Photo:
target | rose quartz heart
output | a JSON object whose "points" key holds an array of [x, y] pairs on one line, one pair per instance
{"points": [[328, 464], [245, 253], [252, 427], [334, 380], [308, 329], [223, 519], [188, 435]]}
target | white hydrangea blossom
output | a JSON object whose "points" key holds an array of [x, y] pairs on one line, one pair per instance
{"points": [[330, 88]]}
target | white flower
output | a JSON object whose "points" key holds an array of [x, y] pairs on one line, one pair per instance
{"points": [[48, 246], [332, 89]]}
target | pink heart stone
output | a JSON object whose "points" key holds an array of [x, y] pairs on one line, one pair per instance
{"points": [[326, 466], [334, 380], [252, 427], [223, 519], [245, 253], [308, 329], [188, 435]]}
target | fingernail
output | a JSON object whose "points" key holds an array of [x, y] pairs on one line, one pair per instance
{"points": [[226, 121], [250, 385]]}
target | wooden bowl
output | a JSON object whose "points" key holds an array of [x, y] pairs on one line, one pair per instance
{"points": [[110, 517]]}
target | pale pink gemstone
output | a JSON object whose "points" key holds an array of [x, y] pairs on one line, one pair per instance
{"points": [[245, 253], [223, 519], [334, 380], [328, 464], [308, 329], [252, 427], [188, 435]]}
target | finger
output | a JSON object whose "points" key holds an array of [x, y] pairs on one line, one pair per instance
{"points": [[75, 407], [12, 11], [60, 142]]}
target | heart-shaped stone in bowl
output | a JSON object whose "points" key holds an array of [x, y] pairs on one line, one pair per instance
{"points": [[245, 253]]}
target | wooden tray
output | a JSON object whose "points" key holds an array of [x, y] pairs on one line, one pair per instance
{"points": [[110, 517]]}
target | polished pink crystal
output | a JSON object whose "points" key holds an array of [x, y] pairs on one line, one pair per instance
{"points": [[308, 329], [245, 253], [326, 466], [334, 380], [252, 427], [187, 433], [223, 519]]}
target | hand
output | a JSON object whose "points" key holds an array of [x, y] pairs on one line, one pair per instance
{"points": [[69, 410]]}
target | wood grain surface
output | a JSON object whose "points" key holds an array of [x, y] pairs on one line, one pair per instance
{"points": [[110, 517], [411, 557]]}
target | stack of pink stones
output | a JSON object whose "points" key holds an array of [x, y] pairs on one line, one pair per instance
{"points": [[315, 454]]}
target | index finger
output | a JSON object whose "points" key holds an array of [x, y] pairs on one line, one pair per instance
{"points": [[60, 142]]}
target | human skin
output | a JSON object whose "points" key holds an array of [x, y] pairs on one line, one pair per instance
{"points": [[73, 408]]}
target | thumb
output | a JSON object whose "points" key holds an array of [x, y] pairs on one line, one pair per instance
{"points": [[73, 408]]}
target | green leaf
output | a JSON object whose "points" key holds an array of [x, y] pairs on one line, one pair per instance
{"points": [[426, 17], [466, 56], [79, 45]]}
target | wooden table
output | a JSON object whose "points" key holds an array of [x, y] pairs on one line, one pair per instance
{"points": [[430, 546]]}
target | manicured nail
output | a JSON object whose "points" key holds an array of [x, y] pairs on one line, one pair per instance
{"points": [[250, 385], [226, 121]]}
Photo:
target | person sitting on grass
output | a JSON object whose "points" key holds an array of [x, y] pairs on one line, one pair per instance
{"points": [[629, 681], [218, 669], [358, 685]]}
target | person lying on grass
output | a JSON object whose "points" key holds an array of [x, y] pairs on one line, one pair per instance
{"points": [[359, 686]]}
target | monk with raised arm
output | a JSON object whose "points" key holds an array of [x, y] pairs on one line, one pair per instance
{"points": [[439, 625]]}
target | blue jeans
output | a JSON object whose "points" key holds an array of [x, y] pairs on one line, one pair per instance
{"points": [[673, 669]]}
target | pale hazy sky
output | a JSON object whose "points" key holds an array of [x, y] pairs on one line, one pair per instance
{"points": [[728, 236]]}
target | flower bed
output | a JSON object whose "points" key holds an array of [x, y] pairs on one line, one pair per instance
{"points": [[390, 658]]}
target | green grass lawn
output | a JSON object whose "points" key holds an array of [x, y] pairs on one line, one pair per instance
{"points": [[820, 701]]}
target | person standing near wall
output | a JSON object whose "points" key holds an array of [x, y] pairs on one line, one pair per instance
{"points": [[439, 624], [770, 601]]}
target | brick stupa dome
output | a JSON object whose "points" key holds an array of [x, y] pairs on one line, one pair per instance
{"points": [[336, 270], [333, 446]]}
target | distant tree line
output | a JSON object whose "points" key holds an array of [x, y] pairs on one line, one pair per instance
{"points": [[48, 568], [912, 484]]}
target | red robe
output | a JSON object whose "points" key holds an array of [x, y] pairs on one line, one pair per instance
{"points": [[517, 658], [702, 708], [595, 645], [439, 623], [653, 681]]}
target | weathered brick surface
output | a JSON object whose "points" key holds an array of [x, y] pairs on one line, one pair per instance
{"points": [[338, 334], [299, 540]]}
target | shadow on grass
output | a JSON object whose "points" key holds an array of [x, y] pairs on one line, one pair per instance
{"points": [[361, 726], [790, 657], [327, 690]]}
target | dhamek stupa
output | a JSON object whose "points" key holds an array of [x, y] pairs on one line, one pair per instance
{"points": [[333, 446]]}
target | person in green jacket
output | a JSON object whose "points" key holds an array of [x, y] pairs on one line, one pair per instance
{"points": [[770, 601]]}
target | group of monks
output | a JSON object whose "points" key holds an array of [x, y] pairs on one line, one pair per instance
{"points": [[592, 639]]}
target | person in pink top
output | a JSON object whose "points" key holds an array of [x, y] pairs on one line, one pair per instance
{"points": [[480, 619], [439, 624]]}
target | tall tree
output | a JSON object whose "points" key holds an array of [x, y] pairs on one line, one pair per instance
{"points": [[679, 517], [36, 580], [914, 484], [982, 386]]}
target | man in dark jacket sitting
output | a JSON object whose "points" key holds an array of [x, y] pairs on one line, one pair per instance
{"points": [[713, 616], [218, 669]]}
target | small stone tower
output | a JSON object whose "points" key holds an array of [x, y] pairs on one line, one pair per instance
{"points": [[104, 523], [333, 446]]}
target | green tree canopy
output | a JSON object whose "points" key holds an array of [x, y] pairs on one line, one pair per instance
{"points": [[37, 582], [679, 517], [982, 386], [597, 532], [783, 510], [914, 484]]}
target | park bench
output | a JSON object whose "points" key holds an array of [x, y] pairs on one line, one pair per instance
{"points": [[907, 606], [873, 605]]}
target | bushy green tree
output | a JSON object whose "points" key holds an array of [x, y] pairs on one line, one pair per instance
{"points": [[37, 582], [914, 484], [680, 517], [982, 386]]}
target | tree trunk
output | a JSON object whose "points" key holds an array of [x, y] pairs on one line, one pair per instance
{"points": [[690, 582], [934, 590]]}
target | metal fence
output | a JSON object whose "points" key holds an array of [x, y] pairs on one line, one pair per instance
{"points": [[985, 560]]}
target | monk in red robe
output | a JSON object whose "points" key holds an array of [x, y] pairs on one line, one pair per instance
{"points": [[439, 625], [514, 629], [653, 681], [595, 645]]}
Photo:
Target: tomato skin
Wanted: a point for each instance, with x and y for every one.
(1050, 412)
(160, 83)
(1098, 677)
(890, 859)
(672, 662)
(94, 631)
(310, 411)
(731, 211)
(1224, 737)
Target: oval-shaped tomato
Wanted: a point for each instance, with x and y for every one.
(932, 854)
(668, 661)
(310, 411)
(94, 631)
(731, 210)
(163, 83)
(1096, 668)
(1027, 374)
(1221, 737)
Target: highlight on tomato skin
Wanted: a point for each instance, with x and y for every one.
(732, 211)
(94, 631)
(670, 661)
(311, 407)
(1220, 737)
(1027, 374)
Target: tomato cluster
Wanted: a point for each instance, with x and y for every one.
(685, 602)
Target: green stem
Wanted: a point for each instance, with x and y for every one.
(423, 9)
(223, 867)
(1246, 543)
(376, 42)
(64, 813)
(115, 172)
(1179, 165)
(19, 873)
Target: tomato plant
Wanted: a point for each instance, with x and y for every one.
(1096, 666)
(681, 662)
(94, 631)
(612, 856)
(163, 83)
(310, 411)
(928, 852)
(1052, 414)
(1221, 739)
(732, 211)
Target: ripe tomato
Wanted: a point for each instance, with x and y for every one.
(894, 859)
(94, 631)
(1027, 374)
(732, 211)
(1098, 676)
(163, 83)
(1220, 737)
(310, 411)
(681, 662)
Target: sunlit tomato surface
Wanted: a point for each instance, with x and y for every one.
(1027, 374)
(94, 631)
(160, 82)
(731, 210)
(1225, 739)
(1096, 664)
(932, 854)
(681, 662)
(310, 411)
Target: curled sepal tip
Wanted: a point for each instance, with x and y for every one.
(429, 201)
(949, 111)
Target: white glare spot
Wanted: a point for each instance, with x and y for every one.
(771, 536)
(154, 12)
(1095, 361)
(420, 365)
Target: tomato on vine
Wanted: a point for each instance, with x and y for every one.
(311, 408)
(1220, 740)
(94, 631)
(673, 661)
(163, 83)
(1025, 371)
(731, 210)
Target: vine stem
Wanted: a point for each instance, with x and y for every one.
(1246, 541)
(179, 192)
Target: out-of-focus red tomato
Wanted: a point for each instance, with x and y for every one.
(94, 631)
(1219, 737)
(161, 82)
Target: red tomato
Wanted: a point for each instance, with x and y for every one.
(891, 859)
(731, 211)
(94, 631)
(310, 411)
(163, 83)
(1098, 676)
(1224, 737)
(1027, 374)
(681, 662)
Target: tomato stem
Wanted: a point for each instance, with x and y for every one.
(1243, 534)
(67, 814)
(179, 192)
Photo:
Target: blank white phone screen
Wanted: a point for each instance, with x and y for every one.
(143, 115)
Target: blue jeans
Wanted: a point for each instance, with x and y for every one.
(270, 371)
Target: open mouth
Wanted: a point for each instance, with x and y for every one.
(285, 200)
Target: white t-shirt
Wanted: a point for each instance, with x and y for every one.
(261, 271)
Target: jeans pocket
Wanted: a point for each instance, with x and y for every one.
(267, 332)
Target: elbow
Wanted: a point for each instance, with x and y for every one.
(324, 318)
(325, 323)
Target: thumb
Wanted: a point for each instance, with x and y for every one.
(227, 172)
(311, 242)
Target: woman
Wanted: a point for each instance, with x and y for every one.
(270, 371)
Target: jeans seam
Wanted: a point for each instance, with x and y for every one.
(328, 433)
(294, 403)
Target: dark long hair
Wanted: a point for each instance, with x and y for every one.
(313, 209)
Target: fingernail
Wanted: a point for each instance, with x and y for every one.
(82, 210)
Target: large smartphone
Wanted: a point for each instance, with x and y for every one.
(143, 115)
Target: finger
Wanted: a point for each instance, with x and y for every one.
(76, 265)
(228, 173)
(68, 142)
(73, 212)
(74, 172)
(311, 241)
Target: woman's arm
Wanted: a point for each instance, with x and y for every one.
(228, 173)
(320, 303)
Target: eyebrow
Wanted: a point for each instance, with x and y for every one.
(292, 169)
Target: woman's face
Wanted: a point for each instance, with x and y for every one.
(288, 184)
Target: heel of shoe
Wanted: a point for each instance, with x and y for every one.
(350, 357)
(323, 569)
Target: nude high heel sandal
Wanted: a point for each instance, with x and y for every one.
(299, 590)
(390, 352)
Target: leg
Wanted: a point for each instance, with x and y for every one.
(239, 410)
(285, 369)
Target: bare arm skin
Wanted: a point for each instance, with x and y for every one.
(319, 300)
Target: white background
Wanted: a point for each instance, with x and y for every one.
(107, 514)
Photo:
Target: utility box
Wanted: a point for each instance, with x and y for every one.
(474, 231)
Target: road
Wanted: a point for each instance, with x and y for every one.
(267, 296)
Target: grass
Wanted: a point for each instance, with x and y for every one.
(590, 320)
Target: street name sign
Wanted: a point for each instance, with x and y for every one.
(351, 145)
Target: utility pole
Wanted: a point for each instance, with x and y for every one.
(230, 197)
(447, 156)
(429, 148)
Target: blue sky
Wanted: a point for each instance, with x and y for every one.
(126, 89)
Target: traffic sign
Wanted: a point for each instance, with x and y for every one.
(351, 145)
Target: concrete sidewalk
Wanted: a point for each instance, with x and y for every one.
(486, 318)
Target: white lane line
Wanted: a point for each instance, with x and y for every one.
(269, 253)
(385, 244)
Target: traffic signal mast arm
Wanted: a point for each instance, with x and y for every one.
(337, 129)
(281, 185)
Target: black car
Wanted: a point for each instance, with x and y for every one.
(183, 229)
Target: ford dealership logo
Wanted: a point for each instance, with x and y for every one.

* Work request *
The lines to return are those in the entries above that hold "white".

* Exercise output *
target | white hydrangea blossom
target | white flower
Target: white glare spot
Target: blank white phone screen
Target: white t-shirt
Target: white background
Target: white lane line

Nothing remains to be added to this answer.